Text shown section start

George Clayton Johnson and Charles Beaumont, circa 1960. Illustration by Henry Chamberlain
Editor’s Note: If you are heading out to Comic-Con, and you wish to learn more about what we covered in this interview, go to a special panel, “Star Trek 50th Anniversary and George Clayton Johnson Tribute,” on Thursday, July 21st, 9:00 – 10:30 PM. Room: 9 upstairs inside San Diego Convention Center. Having written the first aired Star Trek episode, “The Man Trap,” George has secured his place within Star Trek as much as Twilight Zone.
Jason V Brock is a filmmaker, writer, editor, and artist. For this interview, I draw from Jason’s extensive knowledge of golden age television and pop culture. Among his work in film, he is known for his documentary on the writer Charles Beaumont (1929-1967), which is a rich source for our talk. At the same time, Brock’s academic work is just as compelling. I consider Jason a friend in the entertainment industry: we both share a certain sensibility. I hope you enjoy this concise version our geeking out on George Clayton Johnson and related things. We were both en route to a special tribute for screenwriter George Clayton Johnson that took place this February. So, it all makes sense.
In this interview, we’re chatting about that golden time in television that was “The Twilight Zone.” This is digging deeper into the background of the show and its key talent. For this talk, we’re focusing on George Clayton Johnson along with other members of what became known as “The Group,” which met from the early 1950s to the mid-1960s. Within that gathering of writers, the leader was Charles Beaumont. Some writers from The Group went on to write for The Twilight Zone.
HENRY CHAMBERLAIN: Jason, talk about Charles Beaumont, who remains something of a mystery: a great writer on the rise, dead at age 38. And then let’s shift to George, who also remains a mystery.
JASON V BROCK: There’s an interview with Charles Beaumont that was conducted by George Clayton Johnson. It was for a show called, “The Author and the Story.” And Beaumont recites from “My Fair Lady.” We include some of that in the documentary. If you can find that interview, it is well worth seeking out. Beaumont’s illness is a mystery. It does seem to come down to two possibilities: Alzheimer’s disease or Pick’s disease. I tend to think it was Pick’s disease as it fits in with what we know about Beaumont’s activity as he declined: slow and halting speech; a greater amount of impulsivity. What Beaumont’s friends believed was the main cause of Beaumont’s premature death was his routine use of Bromo-Seltzer, which had aluminum, a cause of dementia.
During this time that Beaumont was declining in health, he and George had a falling out. George was trying to figure out a new project. And they had a sort of disagreement. But, after a while, they mended fences. It was during that time that George discovered what was happening to Beaumont. Keep in mind that these were still young guys. The dementia started for Beaumont at around age 33.
Now, George will always remain a mystery. He was an enigmatic individual to be sure. A lot of people don’t know this but he was an underwear model for a time. He did whatever to make ends meet. He was, as he liked to say, “a dog without a collar.” He wanted to do things his way and succeed on his own terms. He was punk rock before that became a thing, and I admire that about him. He was a very intelligent person. He only had an eighth grade education. He was born in a barn in Cheyenne, Wyoming. He went through many phases. He was a beatnik and then became enthralled with hippiedom, and that aspect never left. He was a vegetarian. And he was involved with supporting the legalization of marijuana. Politically, he had more of a Libertarian ideal. He was also mercurial, open to new ideas, never crystallized in his mindset.

Text shown section end

▸ **Aim of the exercise**
Continue the interview about George Clayton Johnson and Charles Beaumont from the point where it stops.

Supplied material section start

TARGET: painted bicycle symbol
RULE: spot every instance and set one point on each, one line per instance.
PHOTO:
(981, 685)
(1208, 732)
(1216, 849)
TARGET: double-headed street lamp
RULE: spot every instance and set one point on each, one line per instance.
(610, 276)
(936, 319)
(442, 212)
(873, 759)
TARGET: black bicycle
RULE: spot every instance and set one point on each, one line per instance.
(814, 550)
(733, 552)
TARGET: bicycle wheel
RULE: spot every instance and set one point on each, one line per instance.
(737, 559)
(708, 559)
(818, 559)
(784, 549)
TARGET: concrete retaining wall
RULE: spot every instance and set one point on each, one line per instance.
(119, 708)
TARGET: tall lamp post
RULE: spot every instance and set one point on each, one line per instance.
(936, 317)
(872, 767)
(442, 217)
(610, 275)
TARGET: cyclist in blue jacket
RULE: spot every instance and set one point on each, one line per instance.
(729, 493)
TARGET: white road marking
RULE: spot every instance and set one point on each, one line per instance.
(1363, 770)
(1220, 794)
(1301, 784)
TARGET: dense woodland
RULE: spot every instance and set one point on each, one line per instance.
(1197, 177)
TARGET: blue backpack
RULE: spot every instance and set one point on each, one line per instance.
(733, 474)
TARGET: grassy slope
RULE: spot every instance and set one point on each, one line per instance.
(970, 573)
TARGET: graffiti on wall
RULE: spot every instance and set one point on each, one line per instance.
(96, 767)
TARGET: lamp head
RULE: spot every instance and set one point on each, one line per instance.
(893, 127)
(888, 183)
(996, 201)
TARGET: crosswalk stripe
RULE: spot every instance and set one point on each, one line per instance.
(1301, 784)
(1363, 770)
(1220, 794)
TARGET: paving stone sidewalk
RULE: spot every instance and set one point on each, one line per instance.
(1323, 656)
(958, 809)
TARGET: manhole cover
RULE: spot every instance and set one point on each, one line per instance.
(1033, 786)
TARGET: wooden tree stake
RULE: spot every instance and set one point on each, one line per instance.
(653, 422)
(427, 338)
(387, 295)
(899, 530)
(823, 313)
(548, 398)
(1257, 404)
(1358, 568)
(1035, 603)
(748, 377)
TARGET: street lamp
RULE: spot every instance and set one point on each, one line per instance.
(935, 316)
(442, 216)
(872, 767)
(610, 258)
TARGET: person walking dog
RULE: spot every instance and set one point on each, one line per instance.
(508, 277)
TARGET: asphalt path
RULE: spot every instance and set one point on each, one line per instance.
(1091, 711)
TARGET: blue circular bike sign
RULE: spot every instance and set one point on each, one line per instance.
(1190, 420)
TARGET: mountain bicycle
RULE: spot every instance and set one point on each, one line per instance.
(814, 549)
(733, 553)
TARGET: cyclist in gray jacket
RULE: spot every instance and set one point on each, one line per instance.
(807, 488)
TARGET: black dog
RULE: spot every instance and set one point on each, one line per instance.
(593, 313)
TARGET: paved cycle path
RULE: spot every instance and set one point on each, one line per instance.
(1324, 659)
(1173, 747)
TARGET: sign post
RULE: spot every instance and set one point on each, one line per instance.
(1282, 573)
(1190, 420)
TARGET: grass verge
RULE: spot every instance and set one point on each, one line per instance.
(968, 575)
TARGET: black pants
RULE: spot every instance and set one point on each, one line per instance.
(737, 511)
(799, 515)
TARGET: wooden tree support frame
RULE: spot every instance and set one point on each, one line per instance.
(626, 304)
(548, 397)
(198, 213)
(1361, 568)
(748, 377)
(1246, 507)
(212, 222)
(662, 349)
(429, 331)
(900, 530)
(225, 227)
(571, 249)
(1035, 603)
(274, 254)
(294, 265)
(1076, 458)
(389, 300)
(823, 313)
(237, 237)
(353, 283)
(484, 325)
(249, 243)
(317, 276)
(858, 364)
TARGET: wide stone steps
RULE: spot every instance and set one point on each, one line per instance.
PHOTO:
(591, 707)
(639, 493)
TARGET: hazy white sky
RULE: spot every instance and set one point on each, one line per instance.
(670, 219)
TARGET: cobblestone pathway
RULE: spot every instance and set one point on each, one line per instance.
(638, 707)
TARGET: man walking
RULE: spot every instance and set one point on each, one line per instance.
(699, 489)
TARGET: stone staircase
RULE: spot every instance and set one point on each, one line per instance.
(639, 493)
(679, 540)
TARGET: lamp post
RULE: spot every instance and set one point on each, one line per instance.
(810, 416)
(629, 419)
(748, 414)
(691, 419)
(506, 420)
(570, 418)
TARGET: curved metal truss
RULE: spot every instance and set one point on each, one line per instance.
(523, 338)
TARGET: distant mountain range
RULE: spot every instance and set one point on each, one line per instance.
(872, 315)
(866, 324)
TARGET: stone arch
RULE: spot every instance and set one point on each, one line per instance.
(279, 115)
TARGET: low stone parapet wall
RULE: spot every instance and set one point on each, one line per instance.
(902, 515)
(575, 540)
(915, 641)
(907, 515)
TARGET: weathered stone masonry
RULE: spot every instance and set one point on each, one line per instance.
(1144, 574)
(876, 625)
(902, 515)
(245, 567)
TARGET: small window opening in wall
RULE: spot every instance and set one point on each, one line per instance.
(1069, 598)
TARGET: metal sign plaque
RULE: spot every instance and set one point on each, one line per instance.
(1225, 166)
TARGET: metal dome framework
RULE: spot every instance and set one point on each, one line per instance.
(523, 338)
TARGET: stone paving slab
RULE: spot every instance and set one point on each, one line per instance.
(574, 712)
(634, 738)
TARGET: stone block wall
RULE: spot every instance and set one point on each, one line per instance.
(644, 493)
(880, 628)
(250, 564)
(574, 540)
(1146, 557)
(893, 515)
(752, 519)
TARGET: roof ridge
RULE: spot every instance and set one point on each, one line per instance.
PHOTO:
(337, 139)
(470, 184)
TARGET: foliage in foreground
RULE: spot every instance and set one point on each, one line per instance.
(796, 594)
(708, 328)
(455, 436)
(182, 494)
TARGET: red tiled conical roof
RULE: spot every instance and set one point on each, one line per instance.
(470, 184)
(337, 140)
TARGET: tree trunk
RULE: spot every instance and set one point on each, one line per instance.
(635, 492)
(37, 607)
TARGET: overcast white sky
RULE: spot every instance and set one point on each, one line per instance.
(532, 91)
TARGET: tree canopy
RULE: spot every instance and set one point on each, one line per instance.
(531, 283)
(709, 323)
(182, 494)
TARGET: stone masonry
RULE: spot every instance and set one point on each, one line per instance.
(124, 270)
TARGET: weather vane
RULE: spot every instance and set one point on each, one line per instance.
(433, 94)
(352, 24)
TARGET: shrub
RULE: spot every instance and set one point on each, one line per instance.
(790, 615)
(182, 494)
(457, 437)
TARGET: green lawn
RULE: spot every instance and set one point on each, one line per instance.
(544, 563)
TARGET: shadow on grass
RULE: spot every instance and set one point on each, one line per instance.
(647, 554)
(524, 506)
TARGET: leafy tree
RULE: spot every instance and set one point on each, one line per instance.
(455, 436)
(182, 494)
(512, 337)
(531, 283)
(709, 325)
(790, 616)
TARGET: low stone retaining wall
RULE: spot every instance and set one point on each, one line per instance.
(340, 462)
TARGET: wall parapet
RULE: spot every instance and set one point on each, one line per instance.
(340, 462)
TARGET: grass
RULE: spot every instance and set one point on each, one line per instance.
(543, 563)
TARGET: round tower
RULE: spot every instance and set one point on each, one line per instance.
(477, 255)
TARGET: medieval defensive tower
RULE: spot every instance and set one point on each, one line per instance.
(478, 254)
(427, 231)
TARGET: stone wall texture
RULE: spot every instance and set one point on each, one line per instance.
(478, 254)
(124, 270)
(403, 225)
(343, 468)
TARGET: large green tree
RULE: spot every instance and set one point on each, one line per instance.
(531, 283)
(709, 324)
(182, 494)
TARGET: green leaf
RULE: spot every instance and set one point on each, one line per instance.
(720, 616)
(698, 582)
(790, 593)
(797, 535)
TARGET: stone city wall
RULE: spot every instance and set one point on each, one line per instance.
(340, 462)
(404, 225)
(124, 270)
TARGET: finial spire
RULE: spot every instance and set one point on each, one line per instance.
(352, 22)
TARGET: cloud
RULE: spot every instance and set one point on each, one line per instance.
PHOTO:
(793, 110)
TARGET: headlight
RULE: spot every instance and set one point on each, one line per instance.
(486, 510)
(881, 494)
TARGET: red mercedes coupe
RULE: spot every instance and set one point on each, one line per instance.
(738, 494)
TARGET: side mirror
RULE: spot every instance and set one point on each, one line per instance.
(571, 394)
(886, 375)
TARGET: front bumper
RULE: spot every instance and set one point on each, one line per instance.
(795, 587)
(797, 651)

Supplied material section end

▸ **Answer to this exercise**
Ray Bradbury asked, “Who can explain the mystery of personality?” And I think George fits that perfectly. You could ask him one thing and he would answer back with the most unexpected things.
There was that aspect of overcoming the odds for George and his feeling a need to prove himself.
I look at The Group and think of it as the atom with Charles Beaumont as the nucleus. They’re all in different shells around Beaumont. The atom blew apart once the nucleus was gone. Everyone went in different directions. In the hierarchy, Beaumont was at the top. But, beyond that, in relation to success, was Richard Matheson in a role as mentor. Then there was Ackerman and Bradbury who were relatively older. What’s interesting is that Nolan and Johnson told me that they felt they were lowest on the totem pole in relation to the group. However, Nolan and Tomerlin were, in fact, closest to Beaumont. And then George was next to them.
George was more responsible. The three others did as they pleased. They would go to Monaco and crash a dinner for Princess Grace. They loved Grand Prix racing. They would run off and do all these things at the drop of a hat. Go hang out with Ian Fleming. George stayed home with his family. Richard Matheson stayed home with his family. George was one of the few who bought his house. He bought it early on and lived the rest of his life there. He hungered for that stability and security.
Considering those four core members, tell us more about John Tomerlin.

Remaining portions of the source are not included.